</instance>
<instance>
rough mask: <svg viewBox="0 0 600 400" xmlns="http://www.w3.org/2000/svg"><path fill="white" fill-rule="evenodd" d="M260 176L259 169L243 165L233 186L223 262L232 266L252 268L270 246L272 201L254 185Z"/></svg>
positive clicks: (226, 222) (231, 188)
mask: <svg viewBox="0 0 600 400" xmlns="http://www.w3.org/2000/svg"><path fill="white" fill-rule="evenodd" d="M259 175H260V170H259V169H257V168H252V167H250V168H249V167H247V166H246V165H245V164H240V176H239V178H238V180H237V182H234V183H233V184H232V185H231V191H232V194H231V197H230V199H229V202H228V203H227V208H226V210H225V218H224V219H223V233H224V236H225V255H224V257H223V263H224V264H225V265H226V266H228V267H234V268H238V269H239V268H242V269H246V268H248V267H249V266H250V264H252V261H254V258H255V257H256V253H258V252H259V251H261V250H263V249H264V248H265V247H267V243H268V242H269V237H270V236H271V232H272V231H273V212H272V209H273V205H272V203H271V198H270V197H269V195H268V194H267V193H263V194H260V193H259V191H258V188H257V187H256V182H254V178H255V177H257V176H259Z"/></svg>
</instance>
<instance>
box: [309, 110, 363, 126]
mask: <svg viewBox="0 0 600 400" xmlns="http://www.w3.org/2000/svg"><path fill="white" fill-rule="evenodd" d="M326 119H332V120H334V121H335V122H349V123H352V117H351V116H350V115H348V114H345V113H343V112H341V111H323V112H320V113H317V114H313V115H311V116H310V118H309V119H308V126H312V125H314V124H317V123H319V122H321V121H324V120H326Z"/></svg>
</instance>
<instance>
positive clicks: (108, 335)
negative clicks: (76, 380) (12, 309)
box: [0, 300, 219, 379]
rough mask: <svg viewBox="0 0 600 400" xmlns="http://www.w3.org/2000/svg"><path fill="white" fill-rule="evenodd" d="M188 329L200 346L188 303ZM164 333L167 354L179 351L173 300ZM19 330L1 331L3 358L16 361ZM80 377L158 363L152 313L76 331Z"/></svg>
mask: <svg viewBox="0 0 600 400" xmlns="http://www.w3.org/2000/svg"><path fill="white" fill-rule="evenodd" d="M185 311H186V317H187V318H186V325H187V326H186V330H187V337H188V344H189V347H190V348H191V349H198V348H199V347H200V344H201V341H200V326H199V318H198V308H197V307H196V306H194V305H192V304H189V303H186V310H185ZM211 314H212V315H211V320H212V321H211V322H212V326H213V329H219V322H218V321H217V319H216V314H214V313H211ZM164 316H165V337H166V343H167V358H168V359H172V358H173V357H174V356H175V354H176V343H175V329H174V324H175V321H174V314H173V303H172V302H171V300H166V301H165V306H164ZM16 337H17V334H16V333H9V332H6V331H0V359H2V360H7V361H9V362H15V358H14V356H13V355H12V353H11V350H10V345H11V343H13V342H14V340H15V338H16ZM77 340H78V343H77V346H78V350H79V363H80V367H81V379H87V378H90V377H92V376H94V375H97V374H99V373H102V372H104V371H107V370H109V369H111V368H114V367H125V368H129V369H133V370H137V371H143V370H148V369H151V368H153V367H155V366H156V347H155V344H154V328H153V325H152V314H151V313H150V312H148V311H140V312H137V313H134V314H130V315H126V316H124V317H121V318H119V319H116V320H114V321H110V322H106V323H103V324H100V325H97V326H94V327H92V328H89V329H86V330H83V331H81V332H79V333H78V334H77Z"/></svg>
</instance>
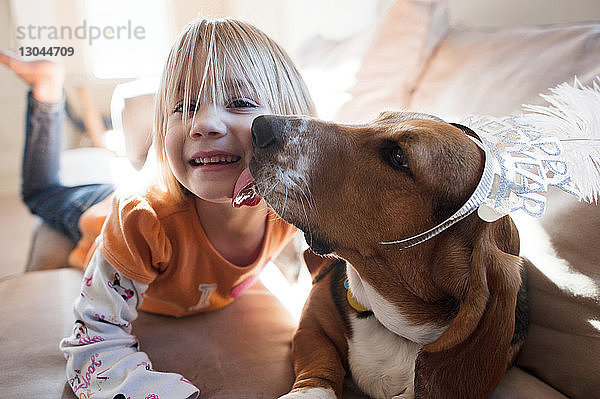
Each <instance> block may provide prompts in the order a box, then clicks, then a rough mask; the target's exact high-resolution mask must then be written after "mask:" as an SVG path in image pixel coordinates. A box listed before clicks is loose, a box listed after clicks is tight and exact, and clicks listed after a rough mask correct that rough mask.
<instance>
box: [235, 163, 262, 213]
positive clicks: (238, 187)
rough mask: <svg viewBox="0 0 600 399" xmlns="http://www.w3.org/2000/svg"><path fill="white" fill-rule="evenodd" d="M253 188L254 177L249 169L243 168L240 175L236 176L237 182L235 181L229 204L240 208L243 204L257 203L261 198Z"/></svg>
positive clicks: (259, 195) (253, 186)
mask: <svg viewBox="0 0 600 399" xmlns="http://www.w3.org/2000/svg"><path fill="white" fill-rule="evenodd" d="M255 188H256V186H255V184H254V177H252V174H251V173H250V169H248V168H246V169H244V171H243V172H242V174H240V177H238V180H237V182H235V187H234V189H233V200H232V201H231V205H233V207H234V208H240V207H242V206H244V205H246V206H255V205H258V203H259V202H260V200H261V199H262V198H261V196H260V195H258V193H257V192H256V189H255Z"/></svg>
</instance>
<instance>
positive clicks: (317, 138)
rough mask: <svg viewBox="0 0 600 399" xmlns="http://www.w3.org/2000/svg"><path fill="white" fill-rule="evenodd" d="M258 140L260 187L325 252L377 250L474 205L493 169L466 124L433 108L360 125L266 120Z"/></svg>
mask: <svg viewBox="0 0 600 399" xmlns="http://www.w3.org/2000/svg"><path fill="white" fill-rule="evenodd" d="M253 136H254V143H255V155H254V160H253V161H252V162H251V165H250V169H251V171H252V175H253V176H254V177H255V179H256V181H257V184H258V190H259V192H260V193H261V194H262V195H263V196H264V198H265V199H266V200H267V202H268V203H269V204H270V205H271V206H272V207H273V208H274V209H275V210H276V211H277V212H278V213H279V214H280V216H282V217H283V218H284V219H286V220H288V221H289V222H291V223H293V224H295V225H296V226H298V227H299V228H300V229H301V230H303V231H304V232H305V233H306V238H307V242H308V244H309V245H310V246H311V248H312V249H313V250H314V251H315V252H317V253H321V254H327V253H335V254H337V255H340V256H344V255H348V254H347V251H348V250H350V251H358V252H359V253H361V254H363V255H367V256H368V255H371V254H373V253H375V252H378V251H380V250H381V245H380V244H379V243H380V242H382V241H393V240H399V239H402V238H406V237H410V236H413V235H415V234H418V233H420V232H423V231H425V230H427V229H428V228H429V227H431V226H433V225H435V224H437V223H438V222H440V221H442V220H444V219H445V218H447V217H448V216H450V215H451V214H452V213H453V212H454V211H455V210H456V209H458V207H460V206H461V205H462V204H463V203H464V202H465V200H466V199H467V198H468V196H469V195H470V193H472V192H473V190H474V189H475V186H476V185H477V182H478V179H479V177H480V176H481V171H482V167H483V161H482V157H483V154H482V152H481V150H480V149H479V148H478V147H477V146H476V145H475V143H473V142H472V141H471V140H469V139H468V138H467V136H466V135H465V133H464V132H463V131H462V130H460V129H459V128H457V127H454V126H452V125H450V124H447V123H444V122H442V121H441V120H439V119H438V118H435V117H433V116H429V115H423V114H412V113H385V114H382V115H381V116H380V117H379V118H378V119H377V120H375V121H374V122H372V123H369V124H366V125H354V126H345V125H339V124H334V123H327V122H323V121H319V120H315V119H308V118H295V117H277V116H263V117H259V118H257V119H256V120H255V122H254V124H253Z"/></svg>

========================================================================

▶ Your assignment: Looking at the data above, write out exactly the lines that start at the one containing "positive clicks: (238, 187)" and end at the one containing "188L254 177L249 169L243"; include both and nothing beyond.

▶ Answer space:
positive clicks: (238, 187)
rough mask: <svg viewBox="0 0 600 399" xmlns="http://www.w3.org/2000/svg"><path fill="white" fill-rule="evenodd" d="M253 188L254 177L249 169L243 168L240 175L236 176L237 182L235 181L229 204L240 208L243 204L257 203L261 198Z"/></svg>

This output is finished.